> **ZU ERLEDIGENDE SCHRITTE**:
A. Schreibe den Textauszug von „Heute haben hier“ bis einschließlich „Jugendvereinigungen, ihre Büros.“ neu und setze dabei „Geschäftsstellen“ an die Stelle von „Büros“.
B. Welche einzelnen Familienmitglieder nennt Seidler in seinem Zitat im Textauszug?

Heute haben hier der SSW, die politische Stimme der Minderheit, der
Südschleswigsche Verein, der sich um Bildung und Kultur kümmert, und die
Sydslesvigs danske Ungdomsforeninger, die Jugendvereinigungen, ihre Büros.
In Seidlers Familie spiegelt sich die verwobene Geschichte des Grenzlandes
wider: „Meine Mutter ist Dänin, aber mein Urgroßonkel ist im Ersten
Weltkrieg für Deutschland gefallen. Die Familie meines Vaters hat nach der
Grenzziehung 1920 ihre dänischen Wurzeln verleugnet – und dann kam mein
Vater mit einer Dänin nach Hause.“
Seidler wuchs zweisprachig auf, hat in Flensburg die dänischen Schulen
durchlaufen, zuletzt das Gymnasium Duborg Skolen, das auf einem Hügel über
der Norderstraße thront. Damals begann er, sich für den Südschleswigschen
Wählerverband zu engagieren, auch dank seiner Lehrerin, der späteren
Landtagsabgeordneten Anke Spoorendonk, die er seine „politische Ziehmutter“
nennt.
2012, als der SSW im Kieler Landtag eine Koalition mit SPD und Grünen
einging, erhielt Spoorendonk den ersten Ministerposten für die Partei und
holte Seidler als Koordinator für grenzüberschreitende Projekte ins Justiz-
und Europaministerium. Zuvor war der Politikwissenschaftler auf der
dänischen Seite einer ähnlichen Aufgabe nachgegangen.
Das Leben und Arbeiten auf beiden Seiten der Grenze ist schwieriger
geworden, seit in Dänemark nationalistische Kräfte erstarkt sind. Sichtbar
wird das an dem meterhohen Metallzaun, der sich an der deutsch-dänischen
Grenze entlang zieht und wandernde Wildschweine fernhalten soll, und an den
Grenzkontrollen.

> **BEREITGESTELLTE DATEN**:
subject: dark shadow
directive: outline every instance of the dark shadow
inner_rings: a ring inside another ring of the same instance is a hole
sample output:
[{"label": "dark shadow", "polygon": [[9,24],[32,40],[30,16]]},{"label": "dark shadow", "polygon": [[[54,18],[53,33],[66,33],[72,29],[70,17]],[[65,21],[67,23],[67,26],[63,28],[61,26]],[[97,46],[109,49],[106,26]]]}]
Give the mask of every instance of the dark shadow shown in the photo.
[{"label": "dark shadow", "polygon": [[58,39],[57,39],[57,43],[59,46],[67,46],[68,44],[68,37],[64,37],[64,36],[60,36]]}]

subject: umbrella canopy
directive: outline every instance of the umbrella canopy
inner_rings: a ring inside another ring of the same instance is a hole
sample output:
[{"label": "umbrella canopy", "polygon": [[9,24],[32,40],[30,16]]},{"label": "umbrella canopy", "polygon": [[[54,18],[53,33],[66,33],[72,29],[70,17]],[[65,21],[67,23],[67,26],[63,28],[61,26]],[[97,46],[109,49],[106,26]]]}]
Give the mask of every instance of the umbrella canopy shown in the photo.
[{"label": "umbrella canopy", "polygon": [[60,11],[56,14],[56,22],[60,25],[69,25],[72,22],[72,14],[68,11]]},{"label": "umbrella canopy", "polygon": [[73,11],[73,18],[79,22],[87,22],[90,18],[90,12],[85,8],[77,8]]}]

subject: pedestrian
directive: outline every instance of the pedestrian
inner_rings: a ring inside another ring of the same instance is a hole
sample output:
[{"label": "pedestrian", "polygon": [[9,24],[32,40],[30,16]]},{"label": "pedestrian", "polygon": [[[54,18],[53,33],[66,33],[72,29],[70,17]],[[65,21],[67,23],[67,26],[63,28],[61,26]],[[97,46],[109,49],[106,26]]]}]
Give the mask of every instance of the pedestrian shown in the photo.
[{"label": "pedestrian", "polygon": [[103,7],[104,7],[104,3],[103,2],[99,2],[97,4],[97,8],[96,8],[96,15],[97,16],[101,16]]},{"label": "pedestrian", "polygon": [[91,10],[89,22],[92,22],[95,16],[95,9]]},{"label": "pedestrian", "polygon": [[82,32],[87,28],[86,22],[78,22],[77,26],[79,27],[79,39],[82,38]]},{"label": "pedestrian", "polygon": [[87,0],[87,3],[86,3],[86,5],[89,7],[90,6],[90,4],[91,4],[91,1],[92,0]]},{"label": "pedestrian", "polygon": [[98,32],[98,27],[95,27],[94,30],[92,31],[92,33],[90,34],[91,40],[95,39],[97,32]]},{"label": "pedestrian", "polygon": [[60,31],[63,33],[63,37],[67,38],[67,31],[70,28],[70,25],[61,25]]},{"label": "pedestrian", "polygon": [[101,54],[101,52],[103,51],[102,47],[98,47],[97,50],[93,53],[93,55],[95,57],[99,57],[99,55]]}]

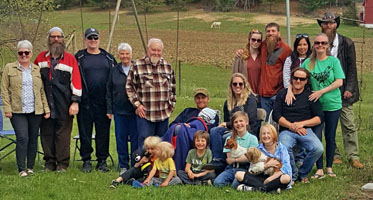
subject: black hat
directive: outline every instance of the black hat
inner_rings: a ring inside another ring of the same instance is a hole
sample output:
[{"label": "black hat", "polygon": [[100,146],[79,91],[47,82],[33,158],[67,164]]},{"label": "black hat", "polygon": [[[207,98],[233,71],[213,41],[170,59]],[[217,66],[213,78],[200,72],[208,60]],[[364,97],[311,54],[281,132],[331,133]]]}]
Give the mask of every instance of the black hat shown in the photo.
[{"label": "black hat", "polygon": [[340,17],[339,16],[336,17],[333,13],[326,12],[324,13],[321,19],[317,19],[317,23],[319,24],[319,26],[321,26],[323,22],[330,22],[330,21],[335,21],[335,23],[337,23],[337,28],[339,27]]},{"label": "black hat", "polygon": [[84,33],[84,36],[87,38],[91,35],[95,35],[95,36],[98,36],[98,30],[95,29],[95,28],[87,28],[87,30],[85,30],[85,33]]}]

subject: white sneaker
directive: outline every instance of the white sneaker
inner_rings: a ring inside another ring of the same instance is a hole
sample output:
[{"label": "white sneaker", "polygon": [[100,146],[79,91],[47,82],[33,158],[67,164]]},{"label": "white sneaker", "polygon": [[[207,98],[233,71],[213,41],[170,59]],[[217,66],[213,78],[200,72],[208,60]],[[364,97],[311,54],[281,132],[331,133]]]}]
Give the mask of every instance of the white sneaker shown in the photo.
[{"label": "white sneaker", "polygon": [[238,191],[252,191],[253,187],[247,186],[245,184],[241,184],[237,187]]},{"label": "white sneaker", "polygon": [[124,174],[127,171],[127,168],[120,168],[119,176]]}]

> **ANTWORTEN PRO AUFGABE**:
A.
Heute haben hier der SSW, die politische Stimme der Minderheit, der
Südschleswigsche Verein, der sich um Bildung und Kultur kümmert, und die
Sydslesvigs danske Ungdomsforeninger, die Jugendvereinigungen, ihre Geschäftsstellen.

B. Mutter, Urgroßonkel, Vater